SUPPLIED MATERIAL:
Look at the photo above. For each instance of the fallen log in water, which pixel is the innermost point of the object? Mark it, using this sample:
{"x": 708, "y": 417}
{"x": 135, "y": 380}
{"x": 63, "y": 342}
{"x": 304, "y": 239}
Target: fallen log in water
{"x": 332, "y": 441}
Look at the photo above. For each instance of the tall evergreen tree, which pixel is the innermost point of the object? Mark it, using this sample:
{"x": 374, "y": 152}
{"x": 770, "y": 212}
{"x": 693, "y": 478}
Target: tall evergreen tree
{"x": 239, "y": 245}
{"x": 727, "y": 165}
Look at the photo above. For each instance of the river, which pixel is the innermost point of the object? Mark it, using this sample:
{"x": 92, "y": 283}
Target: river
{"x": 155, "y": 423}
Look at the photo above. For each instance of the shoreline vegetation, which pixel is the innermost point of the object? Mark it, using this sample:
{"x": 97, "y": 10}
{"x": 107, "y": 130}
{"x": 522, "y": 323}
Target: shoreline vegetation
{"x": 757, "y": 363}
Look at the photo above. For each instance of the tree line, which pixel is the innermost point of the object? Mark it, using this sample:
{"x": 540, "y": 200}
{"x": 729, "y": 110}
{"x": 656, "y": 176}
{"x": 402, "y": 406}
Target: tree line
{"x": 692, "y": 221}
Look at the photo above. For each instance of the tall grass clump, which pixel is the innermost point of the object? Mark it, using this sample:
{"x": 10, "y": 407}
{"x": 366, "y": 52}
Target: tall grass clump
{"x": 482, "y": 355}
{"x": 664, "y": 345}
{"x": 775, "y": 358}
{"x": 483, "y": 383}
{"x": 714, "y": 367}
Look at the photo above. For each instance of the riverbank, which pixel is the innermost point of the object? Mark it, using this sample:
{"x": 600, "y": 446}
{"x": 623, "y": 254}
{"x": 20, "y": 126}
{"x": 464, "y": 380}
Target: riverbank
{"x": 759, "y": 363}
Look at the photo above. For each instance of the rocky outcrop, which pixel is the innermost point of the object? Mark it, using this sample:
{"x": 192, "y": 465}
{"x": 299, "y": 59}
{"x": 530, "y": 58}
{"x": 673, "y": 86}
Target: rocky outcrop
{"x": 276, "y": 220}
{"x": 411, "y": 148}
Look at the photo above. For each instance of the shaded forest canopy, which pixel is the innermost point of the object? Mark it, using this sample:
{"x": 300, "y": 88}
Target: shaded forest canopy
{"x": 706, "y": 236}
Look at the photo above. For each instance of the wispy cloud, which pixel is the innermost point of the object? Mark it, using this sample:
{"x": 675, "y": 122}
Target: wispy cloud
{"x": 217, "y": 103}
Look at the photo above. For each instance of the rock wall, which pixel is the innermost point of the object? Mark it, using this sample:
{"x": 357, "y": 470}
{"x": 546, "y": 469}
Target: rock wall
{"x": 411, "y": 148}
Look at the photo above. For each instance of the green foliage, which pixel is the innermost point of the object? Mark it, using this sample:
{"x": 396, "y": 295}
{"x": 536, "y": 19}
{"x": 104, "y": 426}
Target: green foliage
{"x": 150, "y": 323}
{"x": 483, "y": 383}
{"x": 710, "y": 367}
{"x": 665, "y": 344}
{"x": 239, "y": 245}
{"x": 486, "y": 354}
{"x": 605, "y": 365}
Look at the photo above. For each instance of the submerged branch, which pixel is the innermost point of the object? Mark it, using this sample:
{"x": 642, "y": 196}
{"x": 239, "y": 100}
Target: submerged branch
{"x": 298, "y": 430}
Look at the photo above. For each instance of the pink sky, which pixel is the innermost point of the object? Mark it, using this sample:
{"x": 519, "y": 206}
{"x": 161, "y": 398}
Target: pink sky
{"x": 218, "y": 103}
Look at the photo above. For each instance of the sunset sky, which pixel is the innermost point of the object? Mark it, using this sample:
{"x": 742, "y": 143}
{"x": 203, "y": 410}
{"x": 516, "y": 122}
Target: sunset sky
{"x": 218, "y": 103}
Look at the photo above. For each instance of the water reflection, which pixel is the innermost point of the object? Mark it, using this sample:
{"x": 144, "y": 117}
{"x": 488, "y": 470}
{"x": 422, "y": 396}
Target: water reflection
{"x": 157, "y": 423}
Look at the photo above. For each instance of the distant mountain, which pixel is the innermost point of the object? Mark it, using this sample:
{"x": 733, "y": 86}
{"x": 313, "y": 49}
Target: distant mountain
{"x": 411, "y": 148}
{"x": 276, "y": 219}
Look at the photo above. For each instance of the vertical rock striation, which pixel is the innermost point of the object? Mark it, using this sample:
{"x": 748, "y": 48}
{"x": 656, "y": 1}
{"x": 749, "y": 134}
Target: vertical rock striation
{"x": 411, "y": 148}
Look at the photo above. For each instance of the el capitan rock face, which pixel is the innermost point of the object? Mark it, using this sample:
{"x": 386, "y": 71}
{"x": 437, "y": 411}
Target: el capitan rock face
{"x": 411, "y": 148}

EXERCISE DETAILS: Rewrite every line of the records above as a Markdown table with two columns, Row and Line, giving each line a row number and omitting blank lines.

SOLUTION FOR THIS EXERCISE:
| Row | Line |
|---|---|
| 1 | Look at the photo above. For each instance of the fallen log in water, which pixel is the innermost point of the object? Mark it, using this sample: |
| 2 | {"x": 708, "y": 417} |
| 3 | {"x": 135, "y": 380} |
| 4 | {"x": 63, "y": 342} |
| 5 | {"x": 304, "y": 239} |
| 6 | Target: fallen log in water |
| 7 | {"x": 332, "y": 441} |
| 8 | Look at the photo above. For each instance of the tall evergreen tree, which pixel is the innermost point of the object? Mark it, using this sample: |
| 9 | {"x": 374, "y": 152} |
| 10 | {"x": 770, "y": 212} |
| 11 | {"x": 693, "y": 478} |
| 12 | Target: tall evergreen tree |
| 13 | {"x": 239, "y": 245} |
| 14 | {"x": 727, "y": 165} |
| 15 | Look at the photo above. For each instance of the river, which pixel is the innermost point of the object? Mark it, using this sample: |
| 16 | {"x": 92, "y": 283} |
| 17 | Target: river |
| 18 | {"x": 155, "y": 423} |
| 19 | Look at the photo above. For each instance of the shoreline vegetation, which pixel is the innermost point of the object? Mark it, using this sample: |
| 20 | {"x": 97, "y": 10} |
| 21 | {"x": 107, "y": 130} |
| 22 | {"x": 522, "y": 323} |
| 23 | Target: shoreline vegetation |
| 24 | {"x": 757, "y": 363} |
| 25 | Look at the photo above. For each instance of the tree line, which pixel is the innermost point of the object? Mark it, using this sample: |
| 26 | {"x": 540, "y": 200} |
| 27 | {"x": 729, "y": 110} |
| 28 | {"x": 656, "y": 176} |
| 29 | {"x": 402, "y": 406} |
| 30 | Target: tree line |
| 31 | {"x": 692, "y": 221} |
| 32 | Look at the photo above. For each instance of the tall grass clump, which pixel is the innermost point of the object? Mark it, using this sample: |
| 33 | {"x": 10, "y": 407} |
| 34 | {"x": 366, "y": 52} |
| 35 | Target: tall grass clump |
| 36 | {"x": 482, "y": 355} |
| 37 | {"x": 664, "y": 345} |
| 38 | {"x": 775, "y": 358} |
| 39 | {"x": 483, "y": 383} |
| 40 | {"x": 714, "y": 367} |
| 41 | Look at the photo above. For each instance of the riverbank, which pixel is the innermost point of the object? Mark it, using this sample: |
| 42 | {"x": 600, "y": 446} |
| 43 | {"x": 623, "y": 254} |
| 44 | {"x": 20, "y": 126} |
| 45 | {"x": 464, "y": 380} |
| 46 | Target: riverbank |
| 47 | {"x": 759, "y": 363} |
| 48 | Look at the photo above. For each instance of the rocky outcrop, which pixel is the innermost point of the object? Mark it, using this sample: |
| 49 | {"x": 192, "y": 465} |
| 50 | {"x": 299, "y": 59} |
| 51 | {"x": 530, "y": 58} |
| 52 | {"x": 673, "y": 86} |
| 53 | Target: rocky outcrop |
| 54 | {"x": 276, "y": 220} |
| 55 | {"x": 411, "y": 148} |
| 56 | Look at the photo above. For each instance of the shaded forest canopy, which pixel is the innermost point of the object? Mark it, using this sample: |
| 57 | {"x": 300, "y": 88} |
| 58 | Target: shaded forest canopy |
| 59 | {"x": 706, "y": 236} |
| 60 | Look at the photo above. For each instance of the wispy cloud, which pixel is the innermost point of the object? Mark it, using this sample: |
| 61 | {"x": 675, "y": 122} |
| 62 | Target: wispy cloud |
| 63 | {"x": 217, "y": 103} |
| 64 | Look at the photo above. For each instance of the rock wall, which pixel is the innermost point of the object? Mark it, using this sample: |
| 65 | {"x": 357, "y": 470} |
| 66 | {"x": 546, "y": 469} |
| 67 | Target: rock wall |
| 68 | {"x": 411, "y": 148} |
| 69 | Look at the photo above. For each instance of the green foliage, which pixel is the innermost point of the object? Mark it, using this sample: |
| 70 | {"x": 396, "y": 295} |
| 71 | {"x": 536, "y": 19} |
| 72 | {"x": 104, "y": 426} |
| 73 | Target: green foliage |
| 74 | {"x": 150, "y": 323} |
| 75 | {"x": 483, "y": 383} |
| 76 | {"x": 710, "y": 367} |
| 77 | {"x": 665, "y": 344} |
| 78 | {"x": 239, "y": 245} |
| 79 | {"x": 486, "y": 354} |
| 80 | {"x": 605, "y": 365} |
| 81 | Look at the photo above. For each instance of the submerged branch, which pixel is the innermost point of the object? Mark it, using this sample: |
| 82 | {"x": 642, "y": 196} |
| 83 | {"x": 239, "y": 100} |
| 84 | Target: submerged branch |
| 85 | {"x": 298, "y": 430} |
| 86 | Look at the photo above. For each instance of the pink sky, which pixel is the innermost point of the object? Mark it, using this sample: |
| 87 | {"x": 519, "y": 206} |
| 88 | {"x": 161, "y": 398} |
| 89 | Target: pink sky |
| 90 | {"x": 218, "y": 103} |
| 91 | Look at the photo above. For each instance of the sunset sky, which pixel is the innermost point of the object? Mark it, using this sample: |
| 92 | {"x": 742, "y": 143} |
| 93 | {"x": 203, "y": 410} |
| 94 | {"x": 516, "y": 122} |
| 95 | Target: sunset sky |
| 96 | {"x": 218, "y": 103} |
| 97 | Look at the photo above. For each instance of the water reflection, which pixel is the innermost point of the object? Mark it, using this sample: |
| 98 | {"x": 144, "y": 117} |
| 99 | {"x": 488, "y": 470} |
| 100 | {"x": 422, "y": 396} |
| 101 | Target: water reflection |
| 102 | {"x": 157, "y": 423} |
| 103 | Look at the photo above. For each instance of the distant mountain, which pixel is the innermost point of the object? Mark it, using this sample: |
| 104 | {"x": 733, "y": 86} |
| 105 | {"x": 313, "y": 49} |
| 106 | Target: distant mountain |
| 107 | {"x": 411, "y": 148} |
| 108 | {"x": 276, "y": 219} |
| 109 | Look at the photo above. For each instance of the vertical rock striation, which pixel is the innermost point of the object? Mark it, using this sample: |
| 110 | {"x": 748, "y": 48} |
| 111 | {"x": 656, "y": 1} |
| 112 | {"x": 749, "y": 134} |
| 113 | Target: vertical rock striation |
| 114 | {"x": 411, "y": 148} |
| 115 | Look at the photo above. For each instance of the el capitan rock face, which pixel is the innermost point of the object? Mark it, using this sample: |
| 116 | {"x": 386, "y": 71} |
| 117 | {"x": 437, "y": 411} |
| 118 | Target: el capitan rock face |
| 119 | {"x": 411, "y": 148} |